Page extract »
However, two years ago, when Elias was diagnosed with incurable pancreatic and liver cancer, Gilbert was forced to realise the depth of her feelings, posting on Facebook: "Death — or the prospect of death — has a way of clearing away everything that is not real," adding: "The thought of someday sitting in a hospital room with her, holding her hand and watching her slide away, without ever having let her (or myself!) know the extent of my true feelings for her ... well, that thought was unthinkable."
They became a couple, holding a commitment ceremony last June in front of close friends and family. Gilbert looked after Elias during her final months, and she eventually passed away in January, aged 57.
In death, as in life, Elias was a force. "She went through something absolutely terrifying and brutal," says Gilbert. "Towards the end, sometimes she was funny, sometimes stoic and sometimes she was shattered and very small. Rayya was everything at once, just as she always was."
Gilbert, understandably, is still reeling from the loss of her partner. "The grief hits you at weird times, and there are weird triggers for it," she says. "And it doesn't matter how expected it was, or even how welcome it was by the end, because of the pain [Elias went through], there's still the great existential crisis. Where did she go? How is she not here? My favourite person has gone: now what?" she says, softly.
"I think I understood a lot more about death before I went through this. I had it all figured out ... and then it happens, and you're not prepared for it at all. I guess it's similar to people who have kids. You think you know a lot beforehand, until you actually have them.
"People have been so kind and generous to me, but when you've lost somebody of that significance, the question is: who are you going to be now? And it's too soon for me to tell."
Part of the answer, as it has always been for Gilbert, is to write her way into clarity. While she admits "it's way too soon to be writing about Rayya", she has been "writing steadily" to deal with her grief, and has an August deadline to finish her next novel, about showgirls and promiscuity in the New York theatre world of the 1940s.

Data shown »
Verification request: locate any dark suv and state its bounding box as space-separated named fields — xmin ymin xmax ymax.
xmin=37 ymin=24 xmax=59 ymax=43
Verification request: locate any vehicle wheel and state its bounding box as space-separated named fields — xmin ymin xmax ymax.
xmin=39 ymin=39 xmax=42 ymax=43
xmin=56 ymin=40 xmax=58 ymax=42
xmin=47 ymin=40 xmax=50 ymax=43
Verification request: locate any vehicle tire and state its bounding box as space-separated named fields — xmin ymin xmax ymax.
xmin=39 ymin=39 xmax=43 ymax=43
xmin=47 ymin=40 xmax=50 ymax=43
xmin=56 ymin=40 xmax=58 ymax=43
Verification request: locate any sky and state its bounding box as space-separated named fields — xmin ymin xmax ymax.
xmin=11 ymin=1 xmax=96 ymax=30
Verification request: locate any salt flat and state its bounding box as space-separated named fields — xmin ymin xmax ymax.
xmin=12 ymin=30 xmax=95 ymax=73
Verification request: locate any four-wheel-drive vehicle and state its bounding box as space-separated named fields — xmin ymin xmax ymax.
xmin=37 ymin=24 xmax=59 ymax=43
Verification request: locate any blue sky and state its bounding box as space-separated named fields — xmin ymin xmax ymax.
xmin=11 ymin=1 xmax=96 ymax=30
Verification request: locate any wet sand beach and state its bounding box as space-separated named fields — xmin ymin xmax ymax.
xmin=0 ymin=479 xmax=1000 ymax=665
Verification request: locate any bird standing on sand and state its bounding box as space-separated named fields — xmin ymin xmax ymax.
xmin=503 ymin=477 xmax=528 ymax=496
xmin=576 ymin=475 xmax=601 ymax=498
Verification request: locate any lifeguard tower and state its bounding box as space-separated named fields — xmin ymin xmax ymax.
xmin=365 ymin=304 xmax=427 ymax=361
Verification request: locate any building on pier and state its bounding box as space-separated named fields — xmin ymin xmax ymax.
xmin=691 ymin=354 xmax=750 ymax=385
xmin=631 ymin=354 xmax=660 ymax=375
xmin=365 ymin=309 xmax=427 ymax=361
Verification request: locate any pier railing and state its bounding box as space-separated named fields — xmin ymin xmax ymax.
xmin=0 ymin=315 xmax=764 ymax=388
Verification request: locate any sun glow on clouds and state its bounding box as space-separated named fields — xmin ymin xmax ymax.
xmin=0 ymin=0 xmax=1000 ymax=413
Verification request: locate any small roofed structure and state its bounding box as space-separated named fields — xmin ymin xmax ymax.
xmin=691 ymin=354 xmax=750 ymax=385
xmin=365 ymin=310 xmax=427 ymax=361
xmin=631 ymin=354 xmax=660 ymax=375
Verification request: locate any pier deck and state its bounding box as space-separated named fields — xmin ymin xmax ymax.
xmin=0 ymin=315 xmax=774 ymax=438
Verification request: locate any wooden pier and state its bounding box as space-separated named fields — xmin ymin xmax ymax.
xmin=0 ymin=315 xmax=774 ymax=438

Questions to answer »
- A) Answer these questions from the passage about Gilbert and Rayya Elias:
(i) What cancers was Elias diagnosed with?
(ii) In what month did Elias die, and how old was she?
(iii) What is Gilbert's next novel about?
- B) Continue the passage about Gilbert and Rayya Elias, starting after its last sentence.

Results by task »
- A)
(i) Incurable pancreatic and liver cancer.
(ii) She died in January, aged 57.
(iii) Showgirls and promiscuity in the New York theater world of the 1940s.

- B)
"I've been so happy to have that deadline," she says. "It has put secure walls around me at a time when it's been good to have them. After such a long period of time of being a 24-hour a day caregiver, nurse, mediator and therapist — things that I'm not quite as qualified to do — it's been a reminder that this is my vocation."
As passionate as she is about her own writing, she is just as evangelical about the rest of us unleashing our inner creative powers. To that end, she will be heading to London next month to host a talk and workshop about living a more creatively fulfilling life.
"I was so lucky," says Gilbert. "My parents told me in a million different ways while I was growing up that my life was mine and that I could do anything I wanted. So it breaks my heart seeing people stuck and believing that tomorrow will be exactly the same as today. If you're anything like me, your mind is a battlefield of rival voices — there's a voice in my head that tells me before I even open my eyes in the morning: 'We're not exercising today.' My workshop will help acknowledge those voices, and the parts of ourselves that are afraid or angry, and move forward from that."
Gilbert once described Eat Pray Love as "a huge screen upon which millions of people projected their most intense emotions", so given the book's ending where she and Nunes ride off into the sunset, did she worry about letting her readers down with the eventual break-up of their marriage?
"Oh," she says, sadly, "I had so many reasons for wanting that story to have a happy ending, and not one of them had to do with my 'brand' or my fans' expectations."